=== Short task ===
In the data below, copy out unchanged the stretch from the line containing "In this exercise you will mark every instance of the rocky" through the line containing "Target: rocky outcrop", including both of those lines.

=== Exercise materials ===
------------------------

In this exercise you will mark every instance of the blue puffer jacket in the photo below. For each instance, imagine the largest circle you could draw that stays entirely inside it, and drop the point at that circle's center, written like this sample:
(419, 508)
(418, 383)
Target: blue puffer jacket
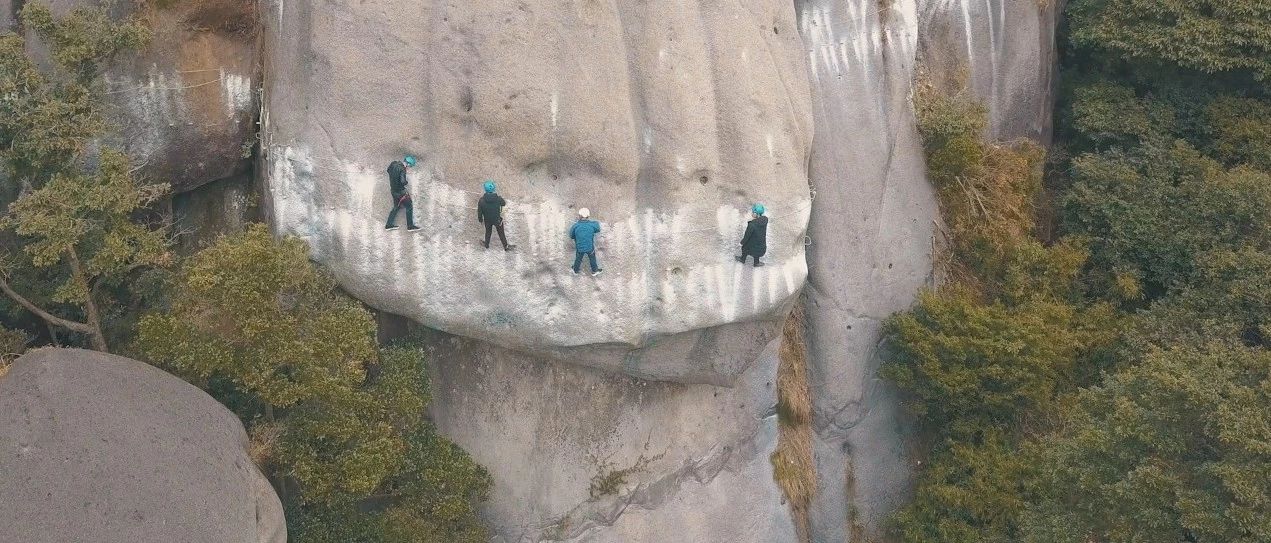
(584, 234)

------------------------

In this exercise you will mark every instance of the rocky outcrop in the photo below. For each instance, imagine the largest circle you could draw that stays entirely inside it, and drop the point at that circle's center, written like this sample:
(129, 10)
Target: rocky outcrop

------------------------

=== Result for this task ===
In this exercise you will mark every instance of the rocky outcrop in the photo below. For each instance, imagine the largest circle you could draw that stays entirely inside it, and drop the point at that circle's center, written like this sample:
(129, 10)
Target: rocky outcrop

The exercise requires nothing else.